### WHAT YOU HAVE TO DO
Rescale every point coordinate in the answers of all the records below by 0.95, rounding to whole numbers with halves rounded up, and reproduce every line with the requests included. Omit the pictures from your output.

### Point labeling records
* BEGIN *

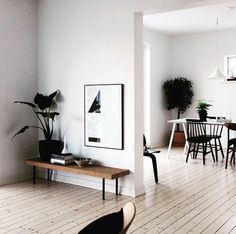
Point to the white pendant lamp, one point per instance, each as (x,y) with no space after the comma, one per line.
(217,74)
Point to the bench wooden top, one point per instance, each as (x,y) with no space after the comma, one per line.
(93,170)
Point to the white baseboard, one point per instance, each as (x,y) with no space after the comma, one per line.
(92,182)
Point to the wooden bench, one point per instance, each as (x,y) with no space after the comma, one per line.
(93,170)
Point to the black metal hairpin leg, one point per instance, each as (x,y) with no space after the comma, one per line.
(34,174)
(103,188)
(117,186)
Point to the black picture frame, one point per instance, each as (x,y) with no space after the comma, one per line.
(98,98)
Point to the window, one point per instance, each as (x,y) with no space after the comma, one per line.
(231,66)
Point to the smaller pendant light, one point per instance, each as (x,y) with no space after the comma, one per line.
(217,74)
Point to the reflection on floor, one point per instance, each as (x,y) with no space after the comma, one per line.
(190,198)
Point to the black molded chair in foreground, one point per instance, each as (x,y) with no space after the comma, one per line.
(150,153)
(231,143)
(114,223)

* END *

### SOLUTION TO THIS PROBLEM
Point to the white pendant lamp, one point per instance, each as (x,y) with no space after the comma, one per line.
(206,70)
Point to the bench wooden top, one point per instance, each as (x,y) with no space after the comma, one per line.
(88,162)
Point to the white baseboard, one point per instance, each as (x,y) with no space after the comma, one per line.
(87,173)
Point to the wooden bench, one point per instance, each as (x,y) with no space after the comma, one per line.
(88,162)
Point to the black metal hairpin leg, one point per instance, each as (x,y) with no space after the comma, one per line.
(32,165)
(98,179)
(111,177)
Point to the black picture frame, one point per instance, each as (x,y) with no space after the comma, one per line.
(93,93)
Point to the window, one point per instance, each as (x,y) with no space after the comma, one per line.
(219,63)
Point to the smaller pendant light, one point per instance, each as (x,y) with no space after the comma, one per line.
(206,70)
Point to the reflection on floor, one point per instance, each as (x,y) with no space after the comma, one per line.
(181,188)
Point to the black molded chair in foreground, one point per instance, each as (x,y) with no space after the comma, one per line.
(143,145)
(219,136)
(108,212)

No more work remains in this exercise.